►

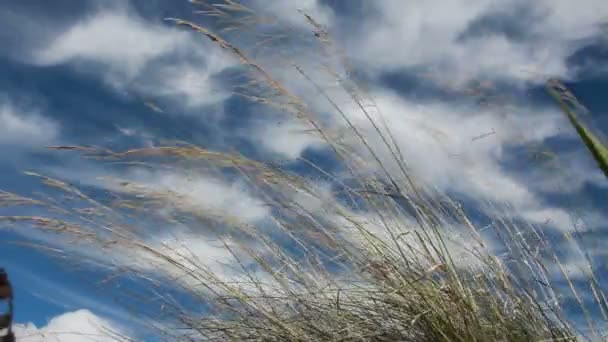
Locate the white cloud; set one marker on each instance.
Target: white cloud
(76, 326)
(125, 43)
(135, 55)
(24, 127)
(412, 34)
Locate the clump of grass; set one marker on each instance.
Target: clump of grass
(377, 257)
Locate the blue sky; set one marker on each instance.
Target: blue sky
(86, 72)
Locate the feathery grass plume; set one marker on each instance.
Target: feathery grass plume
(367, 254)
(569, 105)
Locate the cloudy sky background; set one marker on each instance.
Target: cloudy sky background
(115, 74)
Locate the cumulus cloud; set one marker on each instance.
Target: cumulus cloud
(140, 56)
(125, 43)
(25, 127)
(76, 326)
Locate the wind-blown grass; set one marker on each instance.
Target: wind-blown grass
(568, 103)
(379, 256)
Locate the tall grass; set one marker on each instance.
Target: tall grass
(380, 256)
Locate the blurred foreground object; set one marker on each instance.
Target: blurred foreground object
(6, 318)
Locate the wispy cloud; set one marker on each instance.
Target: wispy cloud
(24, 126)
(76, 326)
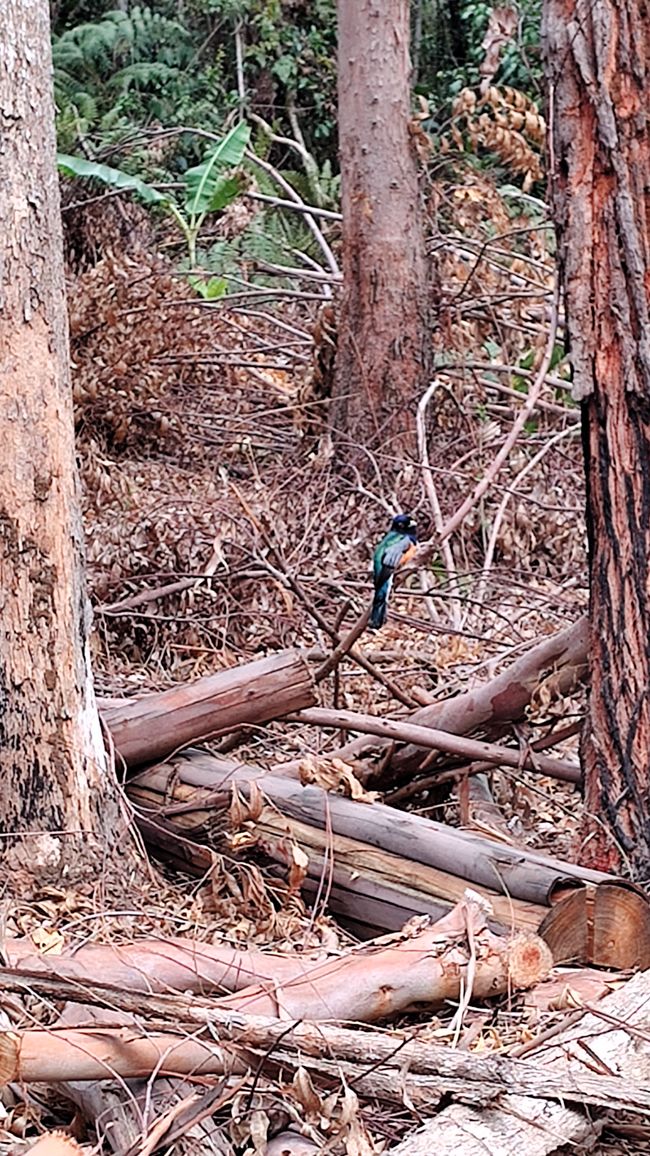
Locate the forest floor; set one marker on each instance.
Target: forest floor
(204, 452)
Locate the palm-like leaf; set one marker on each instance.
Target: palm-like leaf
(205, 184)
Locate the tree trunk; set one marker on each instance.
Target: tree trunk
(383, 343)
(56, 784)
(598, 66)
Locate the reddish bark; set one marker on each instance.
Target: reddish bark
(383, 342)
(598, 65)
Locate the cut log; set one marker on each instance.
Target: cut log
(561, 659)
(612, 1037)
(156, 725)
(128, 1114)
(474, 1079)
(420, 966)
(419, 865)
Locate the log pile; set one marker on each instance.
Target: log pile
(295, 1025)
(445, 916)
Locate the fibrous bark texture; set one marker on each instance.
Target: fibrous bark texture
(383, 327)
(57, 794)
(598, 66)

◄

### [EXERCISE]
For the material above, reproduce exactly the lines from the line with "Locate the tree" to the line with "Locate the cut", inclusive, and exclude all others.

### [THE ANSWER]
Locate the tree trunk; set one marker on each instance.
Target: tree trunk
(383, 343)
(56, 784)
(598, 66)
Locate the reddish bark; set one marker on each instance.
Target: reddish bark
(383, 342)
(598, 65)
Locate the cut log; set one marker on each instance.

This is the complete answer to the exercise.